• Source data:
--------------------

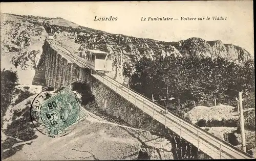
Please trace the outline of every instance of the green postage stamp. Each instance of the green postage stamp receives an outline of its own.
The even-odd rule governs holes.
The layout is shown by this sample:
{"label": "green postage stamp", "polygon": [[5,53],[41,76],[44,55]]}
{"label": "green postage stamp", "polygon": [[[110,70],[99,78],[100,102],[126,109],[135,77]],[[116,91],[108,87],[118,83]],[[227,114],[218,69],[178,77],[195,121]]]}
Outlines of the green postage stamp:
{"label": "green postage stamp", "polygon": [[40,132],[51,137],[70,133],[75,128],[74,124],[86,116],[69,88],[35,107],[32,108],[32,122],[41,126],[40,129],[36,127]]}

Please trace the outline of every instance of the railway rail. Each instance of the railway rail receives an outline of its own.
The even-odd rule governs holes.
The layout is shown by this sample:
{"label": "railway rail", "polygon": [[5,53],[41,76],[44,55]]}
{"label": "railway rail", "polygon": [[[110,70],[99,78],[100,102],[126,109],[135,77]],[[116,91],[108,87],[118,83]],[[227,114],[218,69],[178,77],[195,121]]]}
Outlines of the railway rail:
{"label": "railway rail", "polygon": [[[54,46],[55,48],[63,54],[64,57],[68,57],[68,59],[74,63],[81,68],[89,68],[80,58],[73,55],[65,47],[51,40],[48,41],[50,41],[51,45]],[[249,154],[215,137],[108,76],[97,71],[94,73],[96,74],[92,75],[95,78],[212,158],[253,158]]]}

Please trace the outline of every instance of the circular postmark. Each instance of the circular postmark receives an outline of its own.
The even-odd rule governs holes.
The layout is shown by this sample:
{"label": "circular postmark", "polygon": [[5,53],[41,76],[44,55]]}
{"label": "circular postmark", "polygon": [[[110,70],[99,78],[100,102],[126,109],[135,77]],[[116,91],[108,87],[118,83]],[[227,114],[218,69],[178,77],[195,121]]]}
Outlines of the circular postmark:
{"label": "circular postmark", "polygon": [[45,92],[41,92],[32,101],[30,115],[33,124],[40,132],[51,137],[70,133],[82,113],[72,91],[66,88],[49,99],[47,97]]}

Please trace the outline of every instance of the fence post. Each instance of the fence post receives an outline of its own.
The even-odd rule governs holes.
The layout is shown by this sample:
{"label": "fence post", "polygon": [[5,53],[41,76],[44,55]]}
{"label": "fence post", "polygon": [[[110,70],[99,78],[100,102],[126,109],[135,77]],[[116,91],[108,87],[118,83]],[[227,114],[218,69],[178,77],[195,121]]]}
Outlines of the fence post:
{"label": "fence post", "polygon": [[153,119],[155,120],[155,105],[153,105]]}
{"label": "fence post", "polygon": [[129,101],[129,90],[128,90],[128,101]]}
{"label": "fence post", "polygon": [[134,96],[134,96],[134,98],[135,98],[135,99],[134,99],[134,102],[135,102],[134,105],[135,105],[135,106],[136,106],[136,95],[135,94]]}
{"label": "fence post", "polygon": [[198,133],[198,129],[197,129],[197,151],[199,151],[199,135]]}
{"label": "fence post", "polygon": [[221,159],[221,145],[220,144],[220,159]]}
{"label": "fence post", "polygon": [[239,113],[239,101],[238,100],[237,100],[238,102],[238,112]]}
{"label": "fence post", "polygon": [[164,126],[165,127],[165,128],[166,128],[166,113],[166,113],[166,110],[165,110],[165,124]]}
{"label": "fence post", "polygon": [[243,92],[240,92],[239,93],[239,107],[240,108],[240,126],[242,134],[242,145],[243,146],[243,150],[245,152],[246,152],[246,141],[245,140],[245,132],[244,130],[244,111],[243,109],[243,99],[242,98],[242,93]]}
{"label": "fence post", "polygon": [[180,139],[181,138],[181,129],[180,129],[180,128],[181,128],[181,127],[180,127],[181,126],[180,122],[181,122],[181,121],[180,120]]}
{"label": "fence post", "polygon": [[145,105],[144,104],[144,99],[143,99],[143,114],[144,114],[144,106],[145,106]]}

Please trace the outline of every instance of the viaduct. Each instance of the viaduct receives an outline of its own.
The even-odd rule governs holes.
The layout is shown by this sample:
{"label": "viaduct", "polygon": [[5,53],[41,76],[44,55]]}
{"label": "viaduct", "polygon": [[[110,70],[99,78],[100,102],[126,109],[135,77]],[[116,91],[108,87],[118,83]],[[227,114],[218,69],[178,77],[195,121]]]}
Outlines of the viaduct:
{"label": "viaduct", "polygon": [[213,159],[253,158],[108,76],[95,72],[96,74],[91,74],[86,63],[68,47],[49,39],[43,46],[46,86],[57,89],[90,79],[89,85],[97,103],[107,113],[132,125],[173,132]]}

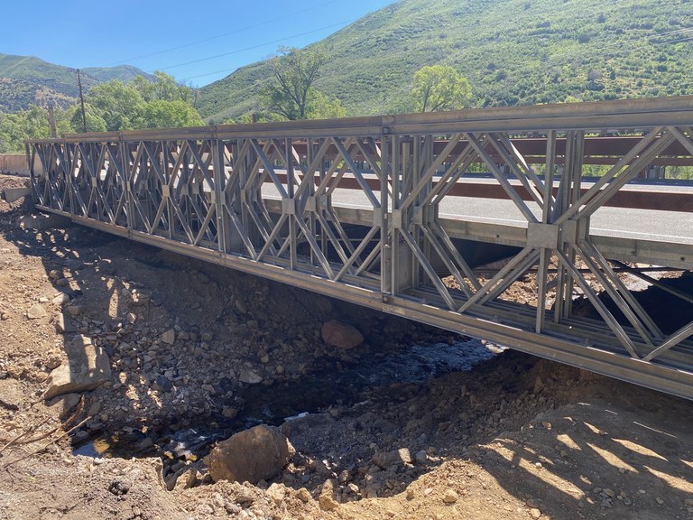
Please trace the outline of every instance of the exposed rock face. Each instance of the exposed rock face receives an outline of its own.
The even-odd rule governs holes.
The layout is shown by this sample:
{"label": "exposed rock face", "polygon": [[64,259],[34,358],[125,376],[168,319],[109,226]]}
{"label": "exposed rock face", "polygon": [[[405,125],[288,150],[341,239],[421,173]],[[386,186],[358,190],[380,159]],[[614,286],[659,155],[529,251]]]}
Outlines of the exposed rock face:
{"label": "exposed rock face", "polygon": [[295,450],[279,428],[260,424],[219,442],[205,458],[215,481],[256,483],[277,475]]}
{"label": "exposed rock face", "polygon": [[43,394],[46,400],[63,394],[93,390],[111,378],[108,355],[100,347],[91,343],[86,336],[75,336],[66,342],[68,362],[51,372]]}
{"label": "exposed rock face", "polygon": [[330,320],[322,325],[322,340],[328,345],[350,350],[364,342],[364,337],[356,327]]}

--------------------

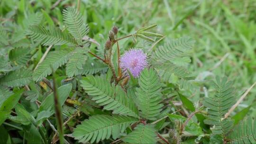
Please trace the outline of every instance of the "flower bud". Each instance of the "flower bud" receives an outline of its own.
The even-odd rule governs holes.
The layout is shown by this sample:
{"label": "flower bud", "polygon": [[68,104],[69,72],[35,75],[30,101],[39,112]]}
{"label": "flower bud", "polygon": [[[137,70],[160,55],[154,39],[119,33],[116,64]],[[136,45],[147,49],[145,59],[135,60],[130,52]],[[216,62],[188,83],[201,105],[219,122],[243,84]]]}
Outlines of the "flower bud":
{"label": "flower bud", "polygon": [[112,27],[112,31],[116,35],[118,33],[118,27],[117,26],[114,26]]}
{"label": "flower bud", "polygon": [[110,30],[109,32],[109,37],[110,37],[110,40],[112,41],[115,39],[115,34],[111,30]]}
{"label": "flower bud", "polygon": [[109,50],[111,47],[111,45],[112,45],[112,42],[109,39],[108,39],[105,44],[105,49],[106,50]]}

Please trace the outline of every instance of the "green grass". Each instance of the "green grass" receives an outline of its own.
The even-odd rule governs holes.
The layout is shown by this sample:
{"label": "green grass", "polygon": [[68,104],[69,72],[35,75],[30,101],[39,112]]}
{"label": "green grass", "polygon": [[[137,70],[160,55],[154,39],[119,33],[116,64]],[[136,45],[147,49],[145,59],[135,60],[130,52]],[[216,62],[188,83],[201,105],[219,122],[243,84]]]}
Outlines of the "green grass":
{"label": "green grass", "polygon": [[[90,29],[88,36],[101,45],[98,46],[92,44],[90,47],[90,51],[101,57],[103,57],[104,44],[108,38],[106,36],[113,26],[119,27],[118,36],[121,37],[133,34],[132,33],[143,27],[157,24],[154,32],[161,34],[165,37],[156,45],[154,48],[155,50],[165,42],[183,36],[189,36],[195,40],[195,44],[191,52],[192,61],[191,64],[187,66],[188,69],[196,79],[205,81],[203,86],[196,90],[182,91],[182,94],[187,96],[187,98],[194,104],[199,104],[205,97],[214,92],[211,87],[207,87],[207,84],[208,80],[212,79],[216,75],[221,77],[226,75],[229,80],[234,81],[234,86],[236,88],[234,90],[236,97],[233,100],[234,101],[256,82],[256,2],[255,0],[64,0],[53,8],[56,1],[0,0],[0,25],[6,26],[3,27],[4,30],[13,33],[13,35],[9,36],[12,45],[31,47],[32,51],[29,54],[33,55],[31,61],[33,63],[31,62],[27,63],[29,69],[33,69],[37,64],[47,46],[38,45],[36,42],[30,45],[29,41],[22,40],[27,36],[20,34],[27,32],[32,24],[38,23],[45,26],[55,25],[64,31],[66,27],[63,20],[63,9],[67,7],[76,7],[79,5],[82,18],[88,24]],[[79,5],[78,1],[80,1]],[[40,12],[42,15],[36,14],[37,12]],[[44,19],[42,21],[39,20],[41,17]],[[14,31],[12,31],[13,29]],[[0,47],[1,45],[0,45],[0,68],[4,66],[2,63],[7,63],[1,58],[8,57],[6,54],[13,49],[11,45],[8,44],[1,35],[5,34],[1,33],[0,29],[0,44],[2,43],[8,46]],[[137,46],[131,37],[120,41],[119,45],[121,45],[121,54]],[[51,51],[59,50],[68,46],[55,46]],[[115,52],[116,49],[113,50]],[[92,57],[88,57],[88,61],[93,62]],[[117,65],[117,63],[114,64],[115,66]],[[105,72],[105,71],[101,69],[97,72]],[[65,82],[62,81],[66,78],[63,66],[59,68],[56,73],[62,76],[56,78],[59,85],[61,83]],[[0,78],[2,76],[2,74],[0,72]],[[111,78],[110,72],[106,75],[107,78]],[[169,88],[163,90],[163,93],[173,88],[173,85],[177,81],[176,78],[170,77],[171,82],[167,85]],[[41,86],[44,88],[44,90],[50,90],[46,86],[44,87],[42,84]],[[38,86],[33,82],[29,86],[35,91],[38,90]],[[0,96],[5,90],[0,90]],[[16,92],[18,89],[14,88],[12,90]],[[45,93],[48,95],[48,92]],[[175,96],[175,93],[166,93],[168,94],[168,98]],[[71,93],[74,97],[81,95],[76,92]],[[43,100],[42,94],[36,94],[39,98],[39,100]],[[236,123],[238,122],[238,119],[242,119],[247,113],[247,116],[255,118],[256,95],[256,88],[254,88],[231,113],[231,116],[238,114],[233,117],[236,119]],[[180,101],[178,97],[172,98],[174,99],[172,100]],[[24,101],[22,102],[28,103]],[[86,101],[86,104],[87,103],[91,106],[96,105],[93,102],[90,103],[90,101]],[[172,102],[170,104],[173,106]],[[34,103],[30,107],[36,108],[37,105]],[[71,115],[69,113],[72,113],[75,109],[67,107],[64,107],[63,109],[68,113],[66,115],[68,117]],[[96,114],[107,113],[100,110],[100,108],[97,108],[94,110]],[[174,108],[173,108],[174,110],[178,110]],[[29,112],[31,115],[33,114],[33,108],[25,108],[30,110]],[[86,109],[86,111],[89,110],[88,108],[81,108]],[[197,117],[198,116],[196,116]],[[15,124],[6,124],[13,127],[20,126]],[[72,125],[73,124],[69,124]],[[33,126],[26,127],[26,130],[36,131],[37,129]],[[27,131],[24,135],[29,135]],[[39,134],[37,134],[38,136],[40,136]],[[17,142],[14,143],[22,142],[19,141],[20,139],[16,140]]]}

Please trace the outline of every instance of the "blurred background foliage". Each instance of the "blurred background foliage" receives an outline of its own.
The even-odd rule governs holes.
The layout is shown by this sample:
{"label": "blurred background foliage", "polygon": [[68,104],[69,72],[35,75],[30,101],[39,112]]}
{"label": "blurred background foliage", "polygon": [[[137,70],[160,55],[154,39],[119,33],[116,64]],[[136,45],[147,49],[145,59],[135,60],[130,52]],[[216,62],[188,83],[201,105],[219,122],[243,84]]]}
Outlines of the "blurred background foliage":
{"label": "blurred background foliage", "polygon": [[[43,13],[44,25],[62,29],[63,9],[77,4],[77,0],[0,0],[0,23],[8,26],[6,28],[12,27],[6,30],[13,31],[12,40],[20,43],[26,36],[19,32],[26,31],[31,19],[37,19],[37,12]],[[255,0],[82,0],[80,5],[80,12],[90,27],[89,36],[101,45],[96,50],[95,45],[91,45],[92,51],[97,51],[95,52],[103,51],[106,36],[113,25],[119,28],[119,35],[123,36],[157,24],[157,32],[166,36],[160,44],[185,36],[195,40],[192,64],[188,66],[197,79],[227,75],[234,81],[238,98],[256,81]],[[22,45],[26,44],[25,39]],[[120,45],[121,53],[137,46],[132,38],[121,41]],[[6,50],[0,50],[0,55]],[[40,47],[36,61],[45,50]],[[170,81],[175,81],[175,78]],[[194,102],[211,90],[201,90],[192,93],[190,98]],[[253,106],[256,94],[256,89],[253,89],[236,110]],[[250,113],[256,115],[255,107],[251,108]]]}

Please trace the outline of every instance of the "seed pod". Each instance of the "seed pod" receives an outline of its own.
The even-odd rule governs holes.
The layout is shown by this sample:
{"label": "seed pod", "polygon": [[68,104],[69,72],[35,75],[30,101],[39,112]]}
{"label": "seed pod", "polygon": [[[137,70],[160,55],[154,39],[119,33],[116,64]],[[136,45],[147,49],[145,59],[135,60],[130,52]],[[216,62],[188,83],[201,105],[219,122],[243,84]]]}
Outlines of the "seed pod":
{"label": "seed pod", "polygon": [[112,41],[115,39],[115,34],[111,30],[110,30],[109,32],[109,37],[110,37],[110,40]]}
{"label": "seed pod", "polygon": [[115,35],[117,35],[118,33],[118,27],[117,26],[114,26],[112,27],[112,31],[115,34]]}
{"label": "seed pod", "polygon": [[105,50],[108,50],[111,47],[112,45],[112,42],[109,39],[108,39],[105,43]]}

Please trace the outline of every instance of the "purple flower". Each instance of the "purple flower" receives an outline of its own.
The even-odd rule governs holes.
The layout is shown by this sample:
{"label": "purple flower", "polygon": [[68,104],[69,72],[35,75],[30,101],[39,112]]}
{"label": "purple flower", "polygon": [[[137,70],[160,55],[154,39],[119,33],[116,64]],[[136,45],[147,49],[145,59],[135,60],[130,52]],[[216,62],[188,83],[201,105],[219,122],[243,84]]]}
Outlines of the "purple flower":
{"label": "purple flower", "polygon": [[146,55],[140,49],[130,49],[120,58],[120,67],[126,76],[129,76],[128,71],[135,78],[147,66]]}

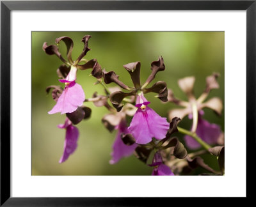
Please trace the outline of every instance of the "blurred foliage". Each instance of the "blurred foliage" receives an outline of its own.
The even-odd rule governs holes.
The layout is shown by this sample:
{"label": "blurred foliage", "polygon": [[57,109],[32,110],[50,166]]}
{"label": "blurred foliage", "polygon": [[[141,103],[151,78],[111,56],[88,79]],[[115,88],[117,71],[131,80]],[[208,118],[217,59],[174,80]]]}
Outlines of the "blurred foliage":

--------------------

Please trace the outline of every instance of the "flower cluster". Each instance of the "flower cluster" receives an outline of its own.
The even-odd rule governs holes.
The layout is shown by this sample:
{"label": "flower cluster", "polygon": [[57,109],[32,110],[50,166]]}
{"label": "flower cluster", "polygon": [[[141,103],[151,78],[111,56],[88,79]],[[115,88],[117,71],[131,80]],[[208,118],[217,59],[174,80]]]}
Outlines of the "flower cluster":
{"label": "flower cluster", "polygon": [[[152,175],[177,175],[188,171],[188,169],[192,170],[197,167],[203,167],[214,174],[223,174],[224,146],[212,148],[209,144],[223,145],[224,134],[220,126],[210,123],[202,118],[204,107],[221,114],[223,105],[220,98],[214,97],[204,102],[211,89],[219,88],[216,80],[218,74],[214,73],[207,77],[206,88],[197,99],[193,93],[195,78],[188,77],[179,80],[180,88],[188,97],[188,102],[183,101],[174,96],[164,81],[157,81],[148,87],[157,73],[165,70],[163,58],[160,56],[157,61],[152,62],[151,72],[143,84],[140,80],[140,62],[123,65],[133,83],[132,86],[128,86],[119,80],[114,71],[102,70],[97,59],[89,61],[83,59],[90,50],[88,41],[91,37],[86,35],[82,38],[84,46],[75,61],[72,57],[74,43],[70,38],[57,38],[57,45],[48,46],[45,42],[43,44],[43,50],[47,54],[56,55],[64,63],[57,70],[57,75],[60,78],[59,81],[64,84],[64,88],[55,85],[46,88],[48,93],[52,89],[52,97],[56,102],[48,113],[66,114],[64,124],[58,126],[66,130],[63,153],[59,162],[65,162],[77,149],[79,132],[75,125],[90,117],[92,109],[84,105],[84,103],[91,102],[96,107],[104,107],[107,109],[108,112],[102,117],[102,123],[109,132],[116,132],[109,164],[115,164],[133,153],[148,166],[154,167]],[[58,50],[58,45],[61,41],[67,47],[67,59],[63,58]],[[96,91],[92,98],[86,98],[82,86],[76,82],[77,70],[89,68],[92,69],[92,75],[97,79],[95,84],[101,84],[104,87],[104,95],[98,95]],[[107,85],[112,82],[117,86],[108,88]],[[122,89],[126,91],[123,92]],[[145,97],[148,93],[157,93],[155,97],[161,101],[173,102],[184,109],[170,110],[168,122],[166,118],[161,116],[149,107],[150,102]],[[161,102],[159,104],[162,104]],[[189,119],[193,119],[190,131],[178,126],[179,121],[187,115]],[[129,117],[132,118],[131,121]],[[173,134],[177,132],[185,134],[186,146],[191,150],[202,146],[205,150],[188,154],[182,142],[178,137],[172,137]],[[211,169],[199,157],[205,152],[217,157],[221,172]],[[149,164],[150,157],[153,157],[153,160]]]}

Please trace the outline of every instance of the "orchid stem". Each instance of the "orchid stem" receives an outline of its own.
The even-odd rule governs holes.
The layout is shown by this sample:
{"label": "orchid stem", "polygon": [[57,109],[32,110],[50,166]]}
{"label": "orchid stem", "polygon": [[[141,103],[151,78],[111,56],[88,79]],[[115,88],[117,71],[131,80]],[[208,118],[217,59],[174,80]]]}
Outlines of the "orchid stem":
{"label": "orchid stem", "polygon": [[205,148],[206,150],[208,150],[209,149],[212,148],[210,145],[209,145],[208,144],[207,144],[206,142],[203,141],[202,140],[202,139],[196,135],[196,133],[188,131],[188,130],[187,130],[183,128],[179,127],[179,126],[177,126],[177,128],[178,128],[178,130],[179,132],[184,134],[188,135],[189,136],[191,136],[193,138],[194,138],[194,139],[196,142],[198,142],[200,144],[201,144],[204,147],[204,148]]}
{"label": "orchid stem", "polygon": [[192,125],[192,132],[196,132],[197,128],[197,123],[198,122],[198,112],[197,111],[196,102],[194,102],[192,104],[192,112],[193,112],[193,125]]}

--------------------

• WHAT IS ASKED: Render as a JSON list of strings the part of the material above that opens with the line containing "Please trace the outline of every instance of the green" and closes with the line containing "Outlines of the green", both included. Use one string per line and omit blank lines.

• RESULT FOR THIS EXERCISE:
[
  "Please trace the outline of every instance of the green postage stamp. Each instance of the green postage stamp receives an outline of its own.",
  "The even-odd rule governs holes.",
  "The layout is shown by this sample:",
  "{\"label\": \"green postage stamp\", \"polygon\": [[5,53],[41,76],[44,55]]}",
  "{\"label\": \"green postage stamp\", \"polygon\": [[[110,70],[99,78],[100,102],[126,109],[135,77]],[[116,91],[108,87],[118,83]],[[227,114],[218,69],[178,77],[195,121]]]}",
  "Outlines of the green postage stamp:"
]